>> Start DATA SHOWN
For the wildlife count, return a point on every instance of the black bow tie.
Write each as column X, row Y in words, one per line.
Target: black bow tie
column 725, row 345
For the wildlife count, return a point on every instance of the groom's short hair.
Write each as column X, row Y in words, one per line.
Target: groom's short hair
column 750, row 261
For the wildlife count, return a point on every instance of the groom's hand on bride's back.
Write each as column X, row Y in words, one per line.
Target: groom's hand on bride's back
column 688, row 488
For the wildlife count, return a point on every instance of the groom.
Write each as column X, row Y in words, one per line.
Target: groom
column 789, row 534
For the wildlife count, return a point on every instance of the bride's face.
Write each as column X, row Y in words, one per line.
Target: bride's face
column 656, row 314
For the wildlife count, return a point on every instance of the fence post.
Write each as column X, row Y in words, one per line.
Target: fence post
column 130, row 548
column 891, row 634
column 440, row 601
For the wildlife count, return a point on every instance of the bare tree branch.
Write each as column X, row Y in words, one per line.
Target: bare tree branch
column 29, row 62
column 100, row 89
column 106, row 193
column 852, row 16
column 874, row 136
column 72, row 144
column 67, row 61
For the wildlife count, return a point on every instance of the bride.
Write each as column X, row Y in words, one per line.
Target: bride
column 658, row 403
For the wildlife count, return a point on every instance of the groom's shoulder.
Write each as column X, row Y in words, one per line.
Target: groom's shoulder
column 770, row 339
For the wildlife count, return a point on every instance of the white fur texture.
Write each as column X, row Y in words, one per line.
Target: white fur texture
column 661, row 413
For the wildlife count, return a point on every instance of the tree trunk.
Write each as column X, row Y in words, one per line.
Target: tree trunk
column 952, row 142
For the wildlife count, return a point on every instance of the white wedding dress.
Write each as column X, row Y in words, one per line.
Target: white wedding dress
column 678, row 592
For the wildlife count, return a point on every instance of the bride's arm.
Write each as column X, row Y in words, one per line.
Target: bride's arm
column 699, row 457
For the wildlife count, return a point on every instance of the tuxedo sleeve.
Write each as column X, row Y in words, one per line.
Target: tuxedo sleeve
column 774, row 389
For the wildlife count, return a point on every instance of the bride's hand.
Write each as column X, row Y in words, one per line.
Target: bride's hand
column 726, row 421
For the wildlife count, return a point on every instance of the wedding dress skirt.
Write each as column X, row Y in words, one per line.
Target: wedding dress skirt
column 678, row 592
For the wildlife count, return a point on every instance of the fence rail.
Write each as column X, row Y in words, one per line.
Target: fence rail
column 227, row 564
>> End DATA SHOWN
>> Start DATA SHOWN
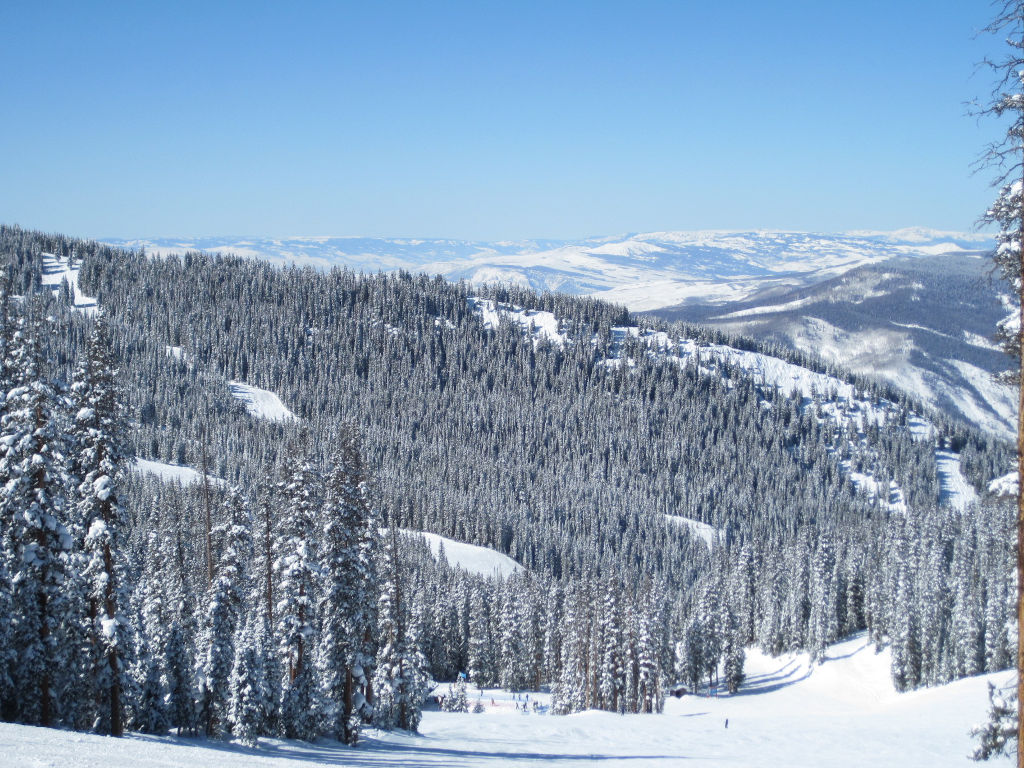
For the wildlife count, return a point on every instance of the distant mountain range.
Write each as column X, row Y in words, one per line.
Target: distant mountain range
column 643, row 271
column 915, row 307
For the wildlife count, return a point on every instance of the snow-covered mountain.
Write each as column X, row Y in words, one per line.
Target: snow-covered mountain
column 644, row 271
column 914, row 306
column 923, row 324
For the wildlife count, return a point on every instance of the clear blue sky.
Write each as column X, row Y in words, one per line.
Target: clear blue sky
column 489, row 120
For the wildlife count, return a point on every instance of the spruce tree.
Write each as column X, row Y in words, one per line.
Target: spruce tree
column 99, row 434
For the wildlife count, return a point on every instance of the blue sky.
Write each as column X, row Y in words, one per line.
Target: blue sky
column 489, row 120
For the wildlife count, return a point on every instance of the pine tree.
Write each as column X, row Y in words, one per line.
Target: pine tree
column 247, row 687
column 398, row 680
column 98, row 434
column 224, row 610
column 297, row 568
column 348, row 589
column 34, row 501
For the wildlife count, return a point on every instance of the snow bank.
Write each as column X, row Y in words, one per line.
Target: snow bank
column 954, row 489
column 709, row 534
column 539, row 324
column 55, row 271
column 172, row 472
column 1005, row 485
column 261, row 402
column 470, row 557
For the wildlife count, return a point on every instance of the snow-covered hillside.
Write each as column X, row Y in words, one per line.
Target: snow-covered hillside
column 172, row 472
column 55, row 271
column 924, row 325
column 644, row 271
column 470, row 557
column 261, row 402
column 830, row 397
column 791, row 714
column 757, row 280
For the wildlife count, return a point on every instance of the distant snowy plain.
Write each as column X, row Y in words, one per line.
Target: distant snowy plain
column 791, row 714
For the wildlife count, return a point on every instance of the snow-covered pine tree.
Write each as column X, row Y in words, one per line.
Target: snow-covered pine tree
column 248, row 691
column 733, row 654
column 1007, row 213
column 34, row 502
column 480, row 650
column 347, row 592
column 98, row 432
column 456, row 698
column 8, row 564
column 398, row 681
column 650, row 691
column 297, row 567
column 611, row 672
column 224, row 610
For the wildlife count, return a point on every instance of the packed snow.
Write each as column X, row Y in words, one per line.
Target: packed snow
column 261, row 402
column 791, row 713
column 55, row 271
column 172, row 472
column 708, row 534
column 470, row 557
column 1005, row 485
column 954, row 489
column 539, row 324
>> End DATA SHOWN
>> Start DATA SHOWN
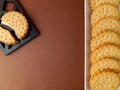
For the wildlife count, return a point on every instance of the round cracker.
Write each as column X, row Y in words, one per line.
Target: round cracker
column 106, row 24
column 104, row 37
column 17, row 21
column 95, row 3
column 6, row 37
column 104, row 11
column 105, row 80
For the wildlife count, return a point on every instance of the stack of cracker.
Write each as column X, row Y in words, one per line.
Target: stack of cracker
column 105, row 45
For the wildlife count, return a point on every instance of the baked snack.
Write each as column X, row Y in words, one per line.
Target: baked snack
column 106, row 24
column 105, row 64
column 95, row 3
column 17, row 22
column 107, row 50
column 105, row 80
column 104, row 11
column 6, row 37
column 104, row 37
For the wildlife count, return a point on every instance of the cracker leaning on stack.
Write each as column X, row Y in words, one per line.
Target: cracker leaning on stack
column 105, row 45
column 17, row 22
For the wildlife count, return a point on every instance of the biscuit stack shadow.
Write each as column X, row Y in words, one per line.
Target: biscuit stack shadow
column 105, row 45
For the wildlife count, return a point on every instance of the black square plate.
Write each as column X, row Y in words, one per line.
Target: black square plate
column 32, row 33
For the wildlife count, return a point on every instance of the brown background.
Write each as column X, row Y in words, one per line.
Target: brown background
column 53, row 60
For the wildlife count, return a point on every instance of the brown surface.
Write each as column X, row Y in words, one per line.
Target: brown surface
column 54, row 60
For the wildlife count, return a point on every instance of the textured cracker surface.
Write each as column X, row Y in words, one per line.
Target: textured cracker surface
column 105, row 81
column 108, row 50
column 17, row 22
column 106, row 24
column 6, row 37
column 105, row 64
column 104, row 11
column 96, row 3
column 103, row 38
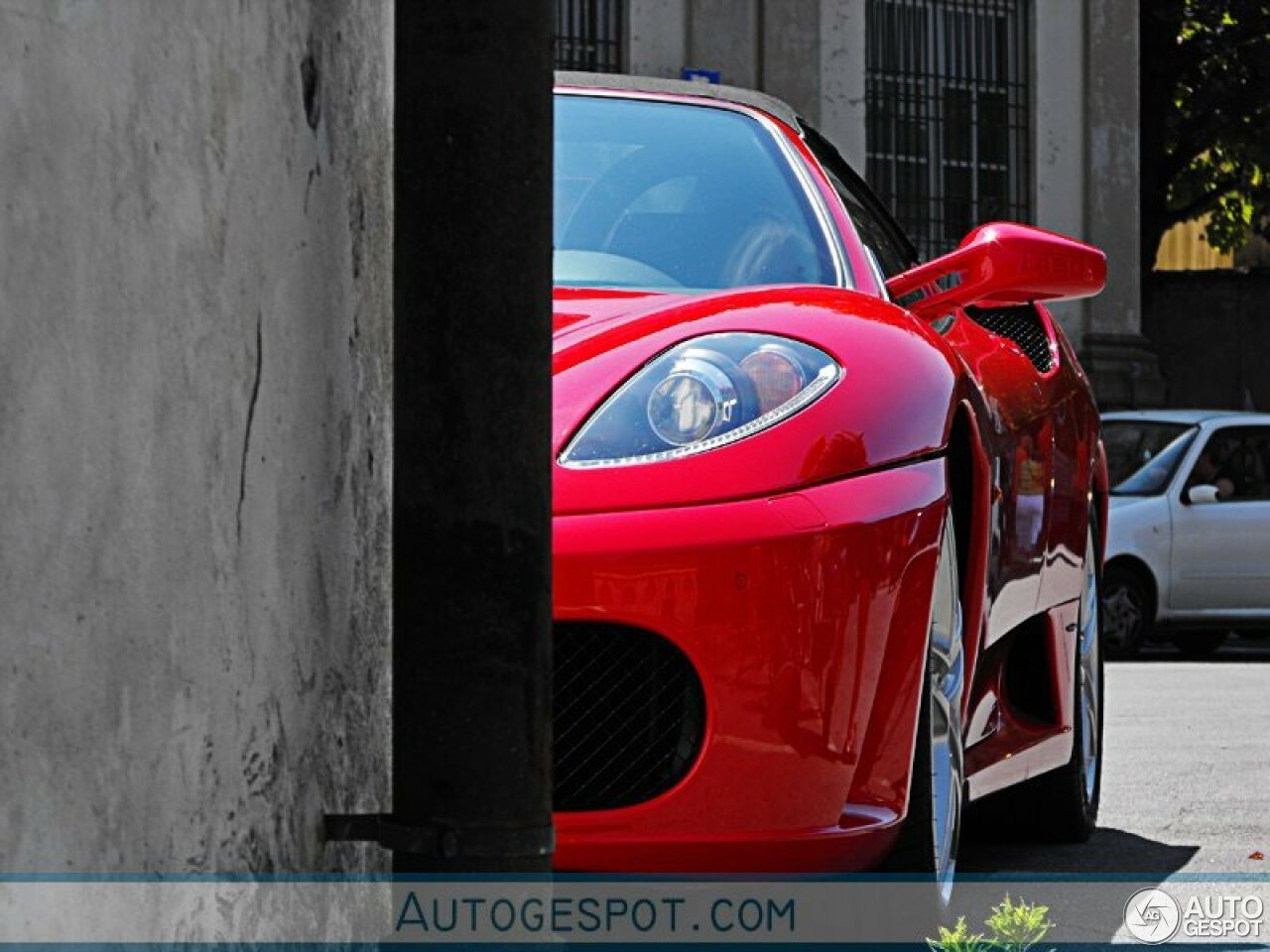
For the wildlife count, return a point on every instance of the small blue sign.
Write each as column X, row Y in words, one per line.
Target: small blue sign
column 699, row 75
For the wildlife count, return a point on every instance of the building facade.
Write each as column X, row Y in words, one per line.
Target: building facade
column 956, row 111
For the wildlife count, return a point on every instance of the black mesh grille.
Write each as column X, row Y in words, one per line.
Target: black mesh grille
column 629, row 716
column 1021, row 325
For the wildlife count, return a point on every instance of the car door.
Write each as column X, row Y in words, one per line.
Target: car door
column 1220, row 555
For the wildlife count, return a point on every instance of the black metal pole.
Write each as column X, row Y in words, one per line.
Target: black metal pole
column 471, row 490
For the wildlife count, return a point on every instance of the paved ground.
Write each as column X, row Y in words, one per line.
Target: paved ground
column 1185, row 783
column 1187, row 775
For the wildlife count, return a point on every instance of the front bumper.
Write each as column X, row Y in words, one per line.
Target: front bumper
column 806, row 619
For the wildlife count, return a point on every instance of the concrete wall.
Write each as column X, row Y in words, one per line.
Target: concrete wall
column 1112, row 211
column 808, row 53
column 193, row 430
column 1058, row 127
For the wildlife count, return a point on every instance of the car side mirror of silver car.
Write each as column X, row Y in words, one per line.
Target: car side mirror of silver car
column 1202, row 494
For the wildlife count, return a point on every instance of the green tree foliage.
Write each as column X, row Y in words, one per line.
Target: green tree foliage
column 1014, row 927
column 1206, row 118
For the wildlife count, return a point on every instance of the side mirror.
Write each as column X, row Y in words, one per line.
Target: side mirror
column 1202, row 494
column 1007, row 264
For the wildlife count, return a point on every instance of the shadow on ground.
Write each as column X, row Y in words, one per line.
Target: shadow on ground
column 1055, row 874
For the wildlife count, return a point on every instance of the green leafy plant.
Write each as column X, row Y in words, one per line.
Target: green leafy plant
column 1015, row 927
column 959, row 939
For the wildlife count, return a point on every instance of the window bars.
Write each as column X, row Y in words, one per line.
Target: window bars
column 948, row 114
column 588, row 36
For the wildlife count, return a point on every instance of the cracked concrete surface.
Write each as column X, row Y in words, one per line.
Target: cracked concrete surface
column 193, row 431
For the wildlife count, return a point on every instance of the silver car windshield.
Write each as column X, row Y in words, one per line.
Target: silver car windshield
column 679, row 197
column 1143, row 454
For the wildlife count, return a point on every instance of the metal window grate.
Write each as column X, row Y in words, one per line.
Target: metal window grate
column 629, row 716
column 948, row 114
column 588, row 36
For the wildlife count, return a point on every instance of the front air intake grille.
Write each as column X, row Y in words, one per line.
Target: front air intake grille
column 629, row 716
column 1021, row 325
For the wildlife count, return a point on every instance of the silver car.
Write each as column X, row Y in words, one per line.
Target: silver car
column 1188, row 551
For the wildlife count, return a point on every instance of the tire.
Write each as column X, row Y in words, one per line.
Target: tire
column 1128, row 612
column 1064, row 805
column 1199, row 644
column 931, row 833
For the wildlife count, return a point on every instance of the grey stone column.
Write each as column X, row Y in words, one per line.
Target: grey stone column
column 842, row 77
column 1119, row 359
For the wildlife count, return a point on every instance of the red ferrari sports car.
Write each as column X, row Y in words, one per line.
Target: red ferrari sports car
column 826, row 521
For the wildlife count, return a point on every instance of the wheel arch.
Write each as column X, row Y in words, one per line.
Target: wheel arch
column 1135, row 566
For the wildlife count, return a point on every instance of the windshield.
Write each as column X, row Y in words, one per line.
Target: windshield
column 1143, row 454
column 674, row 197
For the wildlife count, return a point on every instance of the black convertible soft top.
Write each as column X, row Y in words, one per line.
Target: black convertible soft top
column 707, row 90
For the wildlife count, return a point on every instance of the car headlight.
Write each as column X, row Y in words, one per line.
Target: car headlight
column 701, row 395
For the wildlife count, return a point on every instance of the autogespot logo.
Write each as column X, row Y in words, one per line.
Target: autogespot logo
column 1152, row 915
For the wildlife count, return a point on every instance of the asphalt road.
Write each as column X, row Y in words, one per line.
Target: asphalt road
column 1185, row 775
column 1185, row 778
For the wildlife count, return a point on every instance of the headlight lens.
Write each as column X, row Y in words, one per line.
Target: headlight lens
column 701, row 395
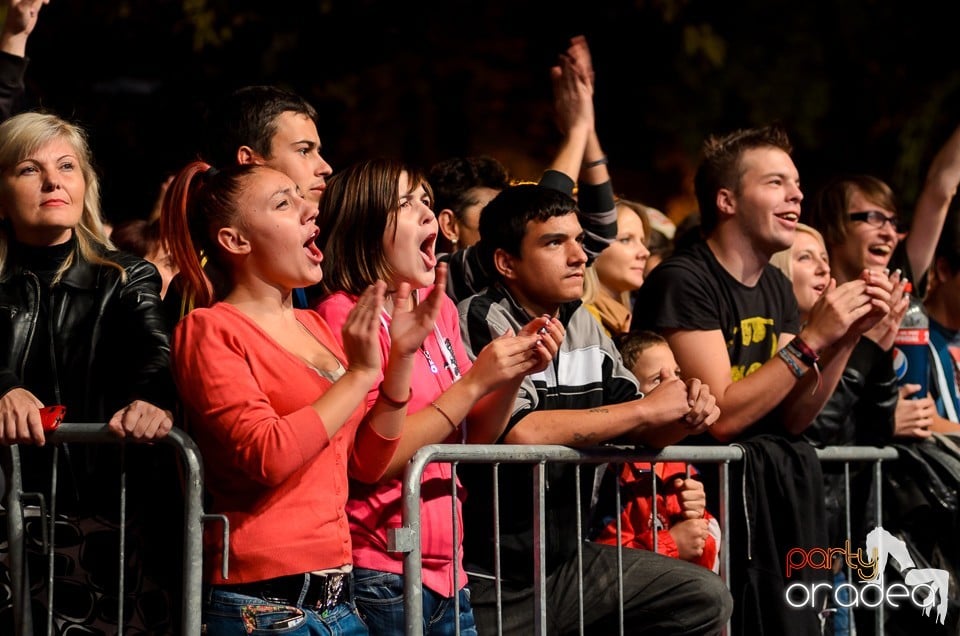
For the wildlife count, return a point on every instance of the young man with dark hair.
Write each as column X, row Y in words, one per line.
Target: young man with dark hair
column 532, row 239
>> End DATA SHOWN
# [THE TASK]
Copy out word for word the part of the items that begins with the line containing "the pine tree." and ends with the line containing "column 757, row 280", both of those lines included.

# [CORRECT ANSWER]
For the wildlife count, return a point on every instance of the pine tree.
Write each as column X, row Y in words, one per line.
Target: pine tree
column 247, row 687
column 398, row 680
column 98, row 434
column 224, row 610
column 297, row 568
column 348, row 589
column 34, row 501
For the wildlife count, return a point on every instance of the snow bank.
Write each as column X, row Y in words, one per line.
Target: snow bank
column 954, row 489
column 709, row 534
column 539, row 324
column 55, row 271
column 172, row 472
column 1005, row 485
column 261, row 402
column 470, row 557
For the wildlife count, return a point on every instance of the snow-covered hillside.
Write each as column X, row Y in words, one per line.
Target: snow-covered hillside
column 172, row 472
column 55, row 271
column 924, row 325
column 644, row 271
column 470, row 557
column 261, row 402
column 830, row 397
column 791, row 714
column 757, row 280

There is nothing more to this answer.